From the text on the language of deception, copy out word for word the passage that starts at "Heroin addiction is" and stops after "age of paranoia.".

Excerpt:

>>>

The Language of Deception

The Language of Deception


It’s a phased withdrawal, not a retreat. Except that the terms actually mean the same thing. But "retreat" sounds much worse, so savvy politicians avoid using it. That’s because they understand that there is a difference between the cognitive (or literal) meaning and the emotive meaning of a word. This lesson examines the ways in which terms that pack an emotional punch can add power to a statement – and also ways in which emotive meanings can be used to mislead, either by doing the reader’s thinking for him or by blinding her to the real nature of the issue.


In this lesson, students will:
  • Learn to distinguish between different uses of language.
  • Analyze the emotive impact of words.
  • Examine the effects of euphemism in altering the meaning of arguments.

Key Terms

  • Informative language: language that communicates information through statements that can be true or false
  • Expressive language: language that expresses feelings or that attempts to bring about a feeling or emotion in the listener
  • Directive language: language that gives commands or that requests a particular action be performed
  • Performative language: language whose utterance constitutes the act itself
  • Cognitive meaning: the literal dictionary definition of a word
  • Emotive meaning: the emotions or feelings that a word inspires
  • Euphemism: words used to hide the emotive impact of a particular word or phrase


Language can be divided into four different types: informative, expressive, directive and performative. Informative language, as the name implies, is language that communicates information. We use language informatively when we make statements that can be either true or false.


Today is Wednesday.

The Cubs won the pennant.

Blue cheese is tangy.

Heroin addiction is bad.

Arguments are always comprised of sentences that use language informatively. But of course not all sentences are informative. Some are expressive, meaning that they use language in a poetic fashion. Expressive language is intended to express feelings and attitudes. That expressive function might be intended to describe one’s own feelings or to trigger a certain emotion in others.


Shall I compare thee to a summer’s day?

Now everybody do the propaganda./And sing along to the age of paranoia.

In came Mrs. Fezziwig, one vast substantial smile.

Kobe has the hot hand.

Expressive language is not meant to be taken literally, nor is it meant to convey information, although it sometimes does.

Language might also be used directively. Directive language attempts to motivate some sort of action, either positive or negative. Usually, directives consist of commands or requests for action.


Shut the door.

Thou shalt not steal.

Walking on the grass is strictly forbidden.

Beware of dog.

And finally, some language is used performatively. Performative uses of language are those uses in which the saying constitutes the action. A judge who says, "I hereby sentence you to prison for a term of no less than 20 years and no more than the end of your natural life," has in uttering the sentence actually performed the action. Similarly, the sentence, "I apologize for my behavior," actually constitutes the apology.

<<<

Material:
>>>

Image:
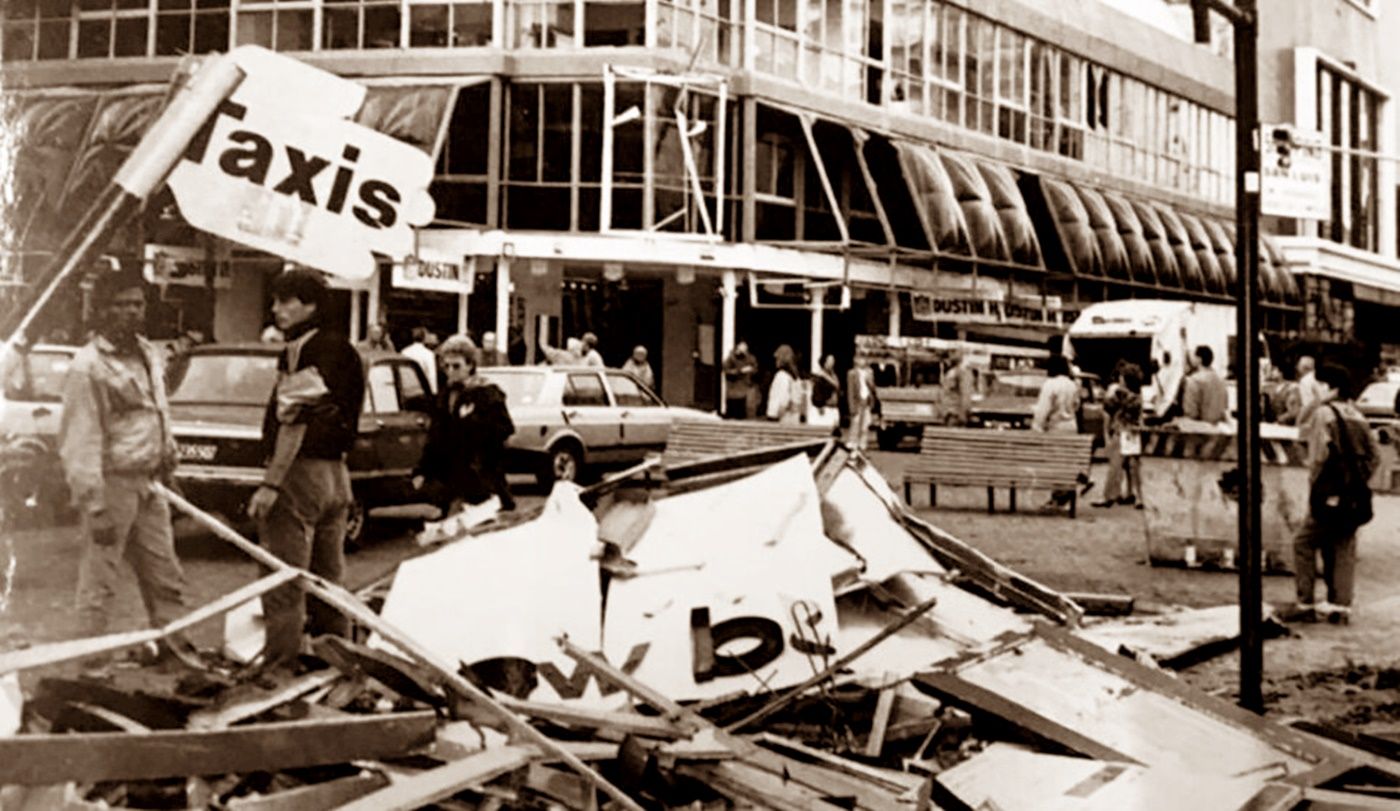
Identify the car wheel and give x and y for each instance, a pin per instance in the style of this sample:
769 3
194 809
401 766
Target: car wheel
564 464
354 525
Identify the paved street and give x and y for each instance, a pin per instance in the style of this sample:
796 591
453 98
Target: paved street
1309 674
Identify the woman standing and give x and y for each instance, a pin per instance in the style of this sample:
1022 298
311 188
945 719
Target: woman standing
1124 437
786 391
826 395
465 450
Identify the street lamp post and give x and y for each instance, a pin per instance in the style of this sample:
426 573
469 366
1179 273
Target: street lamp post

<<<

Result for this task:
Heroin addiction is bad.

Arguments are always comprised of sentences that use language informatively. But of course not all sentences are informative. Some are expressive, meaning that they use language in a poetic fashion. Expressive language is intended to express feelings and attitudes. That expressive function might be intended to describe one’s own feelings or to trigger a certain emotion in others.


Shall I compare thee to a summer’s day?

Now everybody do the propaganda./And sing along to the age of paranoia.